Exercise: Which lines in the material below contain the word "church", with uppercase and lowercase treated as different? List each of those lines in full.

::: The records

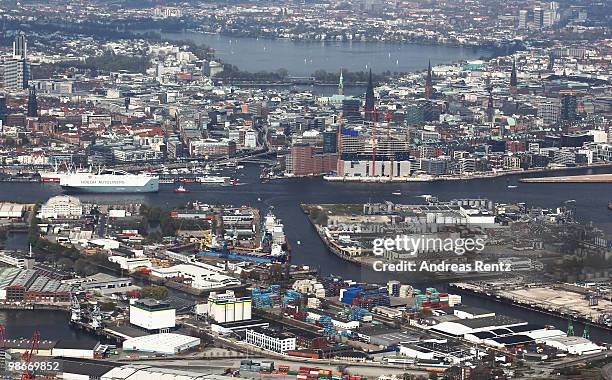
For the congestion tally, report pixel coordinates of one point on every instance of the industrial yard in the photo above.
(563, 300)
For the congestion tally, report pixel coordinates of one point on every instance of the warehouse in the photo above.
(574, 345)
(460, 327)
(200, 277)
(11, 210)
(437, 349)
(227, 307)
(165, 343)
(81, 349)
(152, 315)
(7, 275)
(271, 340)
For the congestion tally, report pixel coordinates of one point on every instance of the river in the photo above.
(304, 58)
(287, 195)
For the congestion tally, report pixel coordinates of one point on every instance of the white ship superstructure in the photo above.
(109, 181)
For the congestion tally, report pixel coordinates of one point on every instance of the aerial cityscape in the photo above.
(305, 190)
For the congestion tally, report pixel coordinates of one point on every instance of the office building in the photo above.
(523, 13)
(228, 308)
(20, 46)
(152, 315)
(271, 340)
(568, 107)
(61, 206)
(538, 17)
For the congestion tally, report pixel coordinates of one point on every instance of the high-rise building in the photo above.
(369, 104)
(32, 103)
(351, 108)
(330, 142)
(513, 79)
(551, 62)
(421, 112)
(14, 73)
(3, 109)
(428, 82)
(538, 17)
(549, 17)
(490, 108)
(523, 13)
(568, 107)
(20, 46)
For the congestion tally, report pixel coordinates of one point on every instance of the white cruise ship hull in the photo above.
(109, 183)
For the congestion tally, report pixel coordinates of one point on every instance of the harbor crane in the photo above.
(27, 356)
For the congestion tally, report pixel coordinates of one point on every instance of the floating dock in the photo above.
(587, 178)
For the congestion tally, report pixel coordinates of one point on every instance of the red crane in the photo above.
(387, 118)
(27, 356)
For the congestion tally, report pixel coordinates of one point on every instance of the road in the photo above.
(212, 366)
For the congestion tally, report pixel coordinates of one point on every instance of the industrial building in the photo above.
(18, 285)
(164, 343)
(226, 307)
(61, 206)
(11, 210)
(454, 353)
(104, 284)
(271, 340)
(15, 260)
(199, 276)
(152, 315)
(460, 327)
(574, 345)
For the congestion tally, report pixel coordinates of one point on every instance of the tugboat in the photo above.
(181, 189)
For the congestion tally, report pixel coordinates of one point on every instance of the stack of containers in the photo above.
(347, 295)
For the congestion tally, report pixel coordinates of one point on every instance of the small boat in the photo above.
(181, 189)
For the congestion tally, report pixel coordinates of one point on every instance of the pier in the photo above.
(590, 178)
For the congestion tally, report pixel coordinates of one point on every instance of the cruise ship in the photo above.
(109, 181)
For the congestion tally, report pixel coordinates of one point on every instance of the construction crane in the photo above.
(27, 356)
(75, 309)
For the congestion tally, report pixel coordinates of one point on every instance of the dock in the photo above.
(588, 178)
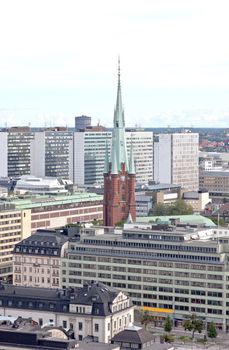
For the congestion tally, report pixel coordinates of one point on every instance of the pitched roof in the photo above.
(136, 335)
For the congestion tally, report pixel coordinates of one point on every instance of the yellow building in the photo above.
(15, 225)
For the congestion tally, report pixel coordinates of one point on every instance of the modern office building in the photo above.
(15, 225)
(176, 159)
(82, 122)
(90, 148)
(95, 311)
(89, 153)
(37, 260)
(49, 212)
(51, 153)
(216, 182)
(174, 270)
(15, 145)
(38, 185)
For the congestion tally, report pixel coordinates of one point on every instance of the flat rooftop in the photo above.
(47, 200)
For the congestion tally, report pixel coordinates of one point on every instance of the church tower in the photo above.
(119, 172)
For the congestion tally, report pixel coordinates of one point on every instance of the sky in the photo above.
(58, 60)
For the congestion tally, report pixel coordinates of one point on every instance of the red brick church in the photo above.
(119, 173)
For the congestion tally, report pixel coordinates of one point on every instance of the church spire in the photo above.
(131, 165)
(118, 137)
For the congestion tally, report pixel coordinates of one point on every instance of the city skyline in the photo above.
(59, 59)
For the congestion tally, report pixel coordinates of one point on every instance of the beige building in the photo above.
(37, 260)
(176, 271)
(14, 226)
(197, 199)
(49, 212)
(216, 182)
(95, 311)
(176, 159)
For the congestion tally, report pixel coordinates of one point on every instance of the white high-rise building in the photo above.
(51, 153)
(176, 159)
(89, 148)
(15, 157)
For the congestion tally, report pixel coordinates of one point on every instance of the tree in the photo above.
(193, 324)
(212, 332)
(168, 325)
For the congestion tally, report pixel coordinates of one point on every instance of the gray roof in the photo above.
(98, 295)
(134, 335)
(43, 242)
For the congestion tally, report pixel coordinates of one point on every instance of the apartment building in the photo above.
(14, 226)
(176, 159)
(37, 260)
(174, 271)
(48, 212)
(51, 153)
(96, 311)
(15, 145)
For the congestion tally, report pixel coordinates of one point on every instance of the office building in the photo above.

::::::
::: The records

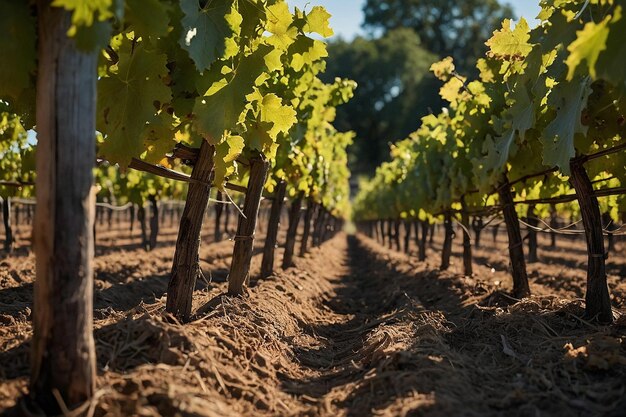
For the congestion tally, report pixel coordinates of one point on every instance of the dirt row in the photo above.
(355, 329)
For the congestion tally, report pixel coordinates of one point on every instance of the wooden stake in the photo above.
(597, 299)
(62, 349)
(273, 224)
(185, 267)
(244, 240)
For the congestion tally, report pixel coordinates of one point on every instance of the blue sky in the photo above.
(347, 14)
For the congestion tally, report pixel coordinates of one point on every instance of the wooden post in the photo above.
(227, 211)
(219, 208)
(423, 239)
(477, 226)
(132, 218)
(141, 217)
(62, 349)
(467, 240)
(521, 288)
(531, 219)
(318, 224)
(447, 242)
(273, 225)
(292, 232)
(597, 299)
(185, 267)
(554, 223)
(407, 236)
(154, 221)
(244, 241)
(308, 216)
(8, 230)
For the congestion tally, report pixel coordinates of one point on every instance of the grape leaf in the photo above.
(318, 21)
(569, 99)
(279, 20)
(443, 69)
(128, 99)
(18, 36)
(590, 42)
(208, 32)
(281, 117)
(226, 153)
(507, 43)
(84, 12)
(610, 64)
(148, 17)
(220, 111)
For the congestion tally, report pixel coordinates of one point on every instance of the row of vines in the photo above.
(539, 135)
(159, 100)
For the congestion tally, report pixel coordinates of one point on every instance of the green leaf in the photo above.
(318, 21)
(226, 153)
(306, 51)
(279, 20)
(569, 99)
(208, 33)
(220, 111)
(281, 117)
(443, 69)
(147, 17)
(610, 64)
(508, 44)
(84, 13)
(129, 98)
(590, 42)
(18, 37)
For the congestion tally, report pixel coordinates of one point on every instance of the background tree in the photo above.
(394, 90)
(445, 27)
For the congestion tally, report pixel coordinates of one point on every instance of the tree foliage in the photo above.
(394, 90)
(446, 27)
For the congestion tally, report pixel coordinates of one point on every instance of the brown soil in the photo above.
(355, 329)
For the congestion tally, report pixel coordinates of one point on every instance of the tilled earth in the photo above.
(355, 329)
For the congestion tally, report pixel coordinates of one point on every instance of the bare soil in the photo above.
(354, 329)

::::::
::: The records

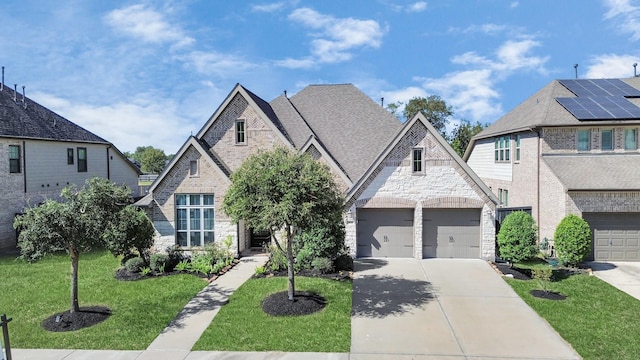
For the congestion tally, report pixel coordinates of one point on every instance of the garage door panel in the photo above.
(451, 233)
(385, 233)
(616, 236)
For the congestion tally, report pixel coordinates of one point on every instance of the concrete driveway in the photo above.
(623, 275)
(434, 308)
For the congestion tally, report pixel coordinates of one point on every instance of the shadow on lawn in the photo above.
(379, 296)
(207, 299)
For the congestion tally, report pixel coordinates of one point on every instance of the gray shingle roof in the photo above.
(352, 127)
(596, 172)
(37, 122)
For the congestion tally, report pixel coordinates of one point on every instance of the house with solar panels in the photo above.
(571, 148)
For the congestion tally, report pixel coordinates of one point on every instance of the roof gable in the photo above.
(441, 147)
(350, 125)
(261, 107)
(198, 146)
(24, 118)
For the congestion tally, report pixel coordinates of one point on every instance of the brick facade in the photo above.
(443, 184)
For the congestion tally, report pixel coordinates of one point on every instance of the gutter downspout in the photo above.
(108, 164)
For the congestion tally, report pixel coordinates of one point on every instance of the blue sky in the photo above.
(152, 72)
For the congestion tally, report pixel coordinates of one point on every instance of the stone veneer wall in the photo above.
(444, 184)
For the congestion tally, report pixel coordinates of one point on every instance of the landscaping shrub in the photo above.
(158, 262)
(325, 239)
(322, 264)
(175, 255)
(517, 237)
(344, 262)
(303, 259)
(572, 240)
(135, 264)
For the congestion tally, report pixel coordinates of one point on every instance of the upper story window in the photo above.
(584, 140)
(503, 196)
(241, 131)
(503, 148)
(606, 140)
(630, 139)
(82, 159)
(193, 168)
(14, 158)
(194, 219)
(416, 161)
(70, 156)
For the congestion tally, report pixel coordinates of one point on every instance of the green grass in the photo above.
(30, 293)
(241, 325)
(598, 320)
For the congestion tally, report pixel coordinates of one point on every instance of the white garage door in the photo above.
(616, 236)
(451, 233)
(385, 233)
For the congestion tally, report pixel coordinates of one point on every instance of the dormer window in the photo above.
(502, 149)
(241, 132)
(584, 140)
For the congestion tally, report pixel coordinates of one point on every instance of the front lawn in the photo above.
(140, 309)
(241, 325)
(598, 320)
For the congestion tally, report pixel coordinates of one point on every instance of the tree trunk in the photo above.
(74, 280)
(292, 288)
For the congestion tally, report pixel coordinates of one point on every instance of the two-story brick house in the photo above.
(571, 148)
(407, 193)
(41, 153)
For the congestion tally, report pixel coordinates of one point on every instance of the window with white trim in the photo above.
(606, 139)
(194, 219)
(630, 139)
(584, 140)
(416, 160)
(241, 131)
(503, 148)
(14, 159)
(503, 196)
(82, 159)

::::::

Answer in full:
For the congestion tally, report pixel coordinates of one point on every instance of the church tower in the photo above.
For the congestion tally, report pixel coordinates of one point on every instance of the red brick church in the photo above.
For the congestion tally, report pixel coordinates of one point on every instance of the church spire in the photo above.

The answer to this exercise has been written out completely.